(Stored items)
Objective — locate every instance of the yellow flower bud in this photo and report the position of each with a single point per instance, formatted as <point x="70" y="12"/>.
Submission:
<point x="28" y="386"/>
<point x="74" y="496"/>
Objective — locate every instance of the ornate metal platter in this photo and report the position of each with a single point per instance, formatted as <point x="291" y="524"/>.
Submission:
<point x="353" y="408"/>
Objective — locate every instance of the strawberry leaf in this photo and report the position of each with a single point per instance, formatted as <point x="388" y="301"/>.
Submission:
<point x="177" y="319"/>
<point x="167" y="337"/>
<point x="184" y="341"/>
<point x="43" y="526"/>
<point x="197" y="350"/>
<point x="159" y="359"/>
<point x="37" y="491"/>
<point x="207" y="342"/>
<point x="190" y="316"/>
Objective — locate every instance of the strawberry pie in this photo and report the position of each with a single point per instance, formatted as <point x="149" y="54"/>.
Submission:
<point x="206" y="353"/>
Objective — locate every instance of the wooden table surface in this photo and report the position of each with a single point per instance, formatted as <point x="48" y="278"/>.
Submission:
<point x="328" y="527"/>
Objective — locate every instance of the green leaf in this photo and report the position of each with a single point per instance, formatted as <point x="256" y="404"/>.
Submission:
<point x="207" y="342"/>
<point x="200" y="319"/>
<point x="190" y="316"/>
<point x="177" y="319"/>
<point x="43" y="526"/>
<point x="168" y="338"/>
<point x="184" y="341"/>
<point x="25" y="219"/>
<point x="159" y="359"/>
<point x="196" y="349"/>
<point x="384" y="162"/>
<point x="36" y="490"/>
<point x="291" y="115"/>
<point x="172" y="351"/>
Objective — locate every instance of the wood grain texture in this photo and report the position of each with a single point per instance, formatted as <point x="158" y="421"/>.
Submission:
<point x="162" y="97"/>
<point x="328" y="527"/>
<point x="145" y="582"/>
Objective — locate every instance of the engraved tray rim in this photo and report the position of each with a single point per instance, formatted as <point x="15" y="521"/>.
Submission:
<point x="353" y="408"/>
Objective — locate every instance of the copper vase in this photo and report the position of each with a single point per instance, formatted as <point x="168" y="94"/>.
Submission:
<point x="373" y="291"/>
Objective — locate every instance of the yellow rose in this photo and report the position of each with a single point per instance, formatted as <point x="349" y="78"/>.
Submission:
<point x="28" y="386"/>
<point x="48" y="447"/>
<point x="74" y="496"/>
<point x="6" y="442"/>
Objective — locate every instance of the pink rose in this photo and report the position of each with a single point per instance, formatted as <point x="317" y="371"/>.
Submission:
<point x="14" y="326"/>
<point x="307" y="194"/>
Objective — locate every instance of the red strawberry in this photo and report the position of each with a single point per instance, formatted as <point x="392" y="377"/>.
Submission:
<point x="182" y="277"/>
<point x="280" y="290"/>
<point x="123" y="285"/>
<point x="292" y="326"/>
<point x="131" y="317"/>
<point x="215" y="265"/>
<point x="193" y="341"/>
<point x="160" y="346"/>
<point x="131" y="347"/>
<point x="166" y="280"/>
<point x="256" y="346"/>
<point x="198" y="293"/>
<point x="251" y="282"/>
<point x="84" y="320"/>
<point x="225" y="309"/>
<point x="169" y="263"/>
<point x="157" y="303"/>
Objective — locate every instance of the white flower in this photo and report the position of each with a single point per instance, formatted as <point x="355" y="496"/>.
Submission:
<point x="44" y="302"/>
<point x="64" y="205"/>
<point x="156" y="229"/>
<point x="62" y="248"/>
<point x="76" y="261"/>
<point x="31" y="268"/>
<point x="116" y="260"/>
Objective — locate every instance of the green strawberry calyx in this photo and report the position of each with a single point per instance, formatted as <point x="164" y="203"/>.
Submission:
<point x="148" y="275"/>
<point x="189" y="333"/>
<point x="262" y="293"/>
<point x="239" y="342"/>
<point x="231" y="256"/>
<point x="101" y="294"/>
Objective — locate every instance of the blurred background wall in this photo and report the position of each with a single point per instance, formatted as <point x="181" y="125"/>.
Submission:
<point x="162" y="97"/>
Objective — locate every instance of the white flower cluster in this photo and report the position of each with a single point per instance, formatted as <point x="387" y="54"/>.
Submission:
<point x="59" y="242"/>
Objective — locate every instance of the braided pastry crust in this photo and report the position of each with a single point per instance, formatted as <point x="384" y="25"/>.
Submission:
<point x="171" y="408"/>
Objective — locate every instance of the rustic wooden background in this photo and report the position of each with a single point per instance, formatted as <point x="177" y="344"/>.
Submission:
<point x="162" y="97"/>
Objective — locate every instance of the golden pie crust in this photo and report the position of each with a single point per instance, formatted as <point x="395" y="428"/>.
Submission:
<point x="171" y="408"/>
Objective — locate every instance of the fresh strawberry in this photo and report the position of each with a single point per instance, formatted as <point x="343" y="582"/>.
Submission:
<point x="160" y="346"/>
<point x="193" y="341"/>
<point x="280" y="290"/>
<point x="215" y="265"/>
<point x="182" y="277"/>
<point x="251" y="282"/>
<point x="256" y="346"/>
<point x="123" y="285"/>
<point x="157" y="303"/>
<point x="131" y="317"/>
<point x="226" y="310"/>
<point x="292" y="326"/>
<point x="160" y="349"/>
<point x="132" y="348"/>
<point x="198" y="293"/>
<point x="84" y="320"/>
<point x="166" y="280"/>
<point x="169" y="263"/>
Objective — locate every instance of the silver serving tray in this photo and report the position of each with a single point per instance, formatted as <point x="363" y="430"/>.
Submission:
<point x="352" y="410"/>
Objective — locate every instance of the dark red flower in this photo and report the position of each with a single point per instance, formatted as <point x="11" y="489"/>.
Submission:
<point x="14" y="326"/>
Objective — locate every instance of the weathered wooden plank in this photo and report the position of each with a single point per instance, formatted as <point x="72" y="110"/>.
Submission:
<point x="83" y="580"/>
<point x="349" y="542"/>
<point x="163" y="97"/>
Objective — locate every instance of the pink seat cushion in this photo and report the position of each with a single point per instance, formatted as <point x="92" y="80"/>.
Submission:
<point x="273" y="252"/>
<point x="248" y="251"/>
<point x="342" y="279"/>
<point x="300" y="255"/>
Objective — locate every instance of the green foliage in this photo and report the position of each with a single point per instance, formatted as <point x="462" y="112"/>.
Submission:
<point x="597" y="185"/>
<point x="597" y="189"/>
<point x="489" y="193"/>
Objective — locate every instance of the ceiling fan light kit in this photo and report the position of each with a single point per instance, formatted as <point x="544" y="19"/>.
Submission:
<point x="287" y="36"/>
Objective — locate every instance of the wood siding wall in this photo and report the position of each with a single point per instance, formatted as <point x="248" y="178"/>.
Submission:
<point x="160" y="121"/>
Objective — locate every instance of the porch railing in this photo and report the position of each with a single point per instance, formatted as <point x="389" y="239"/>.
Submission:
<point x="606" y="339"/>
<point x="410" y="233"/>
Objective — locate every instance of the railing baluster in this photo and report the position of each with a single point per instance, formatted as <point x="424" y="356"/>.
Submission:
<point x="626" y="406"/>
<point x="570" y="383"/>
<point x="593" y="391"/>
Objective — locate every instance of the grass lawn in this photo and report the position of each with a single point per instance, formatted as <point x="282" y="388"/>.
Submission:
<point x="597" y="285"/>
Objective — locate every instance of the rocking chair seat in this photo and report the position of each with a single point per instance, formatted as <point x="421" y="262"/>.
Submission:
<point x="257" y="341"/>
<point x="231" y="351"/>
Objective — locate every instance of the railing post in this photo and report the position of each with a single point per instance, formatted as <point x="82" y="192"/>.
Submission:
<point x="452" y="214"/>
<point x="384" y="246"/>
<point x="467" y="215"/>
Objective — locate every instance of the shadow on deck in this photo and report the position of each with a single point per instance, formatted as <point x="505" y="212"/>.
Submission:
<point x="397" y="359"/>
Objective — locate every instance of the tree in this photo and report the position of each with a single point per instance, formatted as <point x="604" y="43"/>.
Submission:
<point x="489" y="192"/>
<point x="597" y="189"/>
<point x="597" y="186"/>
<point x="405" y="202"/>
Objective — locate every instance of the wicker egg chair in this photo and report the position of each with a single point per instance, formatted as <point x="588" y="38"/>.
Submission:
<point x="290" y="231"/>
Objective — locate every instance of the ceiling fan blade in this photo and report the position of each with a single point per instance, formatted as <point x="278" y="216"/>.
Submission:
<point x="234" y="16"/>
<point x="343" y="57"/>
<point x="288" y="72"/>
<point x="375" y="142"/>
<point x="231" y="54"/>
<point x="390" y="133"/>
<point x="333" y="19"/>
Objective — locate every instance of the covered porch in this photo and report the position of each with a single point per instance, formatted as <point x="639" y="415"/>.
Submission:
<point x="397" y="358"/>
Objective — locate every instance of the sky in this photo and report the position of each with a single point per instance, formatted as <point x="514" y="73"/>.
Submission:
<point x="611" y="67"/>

■ Task: The answer must be a verbatim transcription of the entries above, from the first line through the line that contains "Objective — locate every instance of the ornate", and nothing more.

■ Exercise output:
Objective — locate every instance of the yellow flower bud in this photo and report the position of each with a single point per instance, formatted as <point x="70" y="12"/>.
Submission:
<point x="28" y="386"/>
<point x="74" y="496"/>
Objective — locate every instance of the ornate metal platter in this photo and report the position of each with a single point per instance, formatted as <point x="291" y="524"/>.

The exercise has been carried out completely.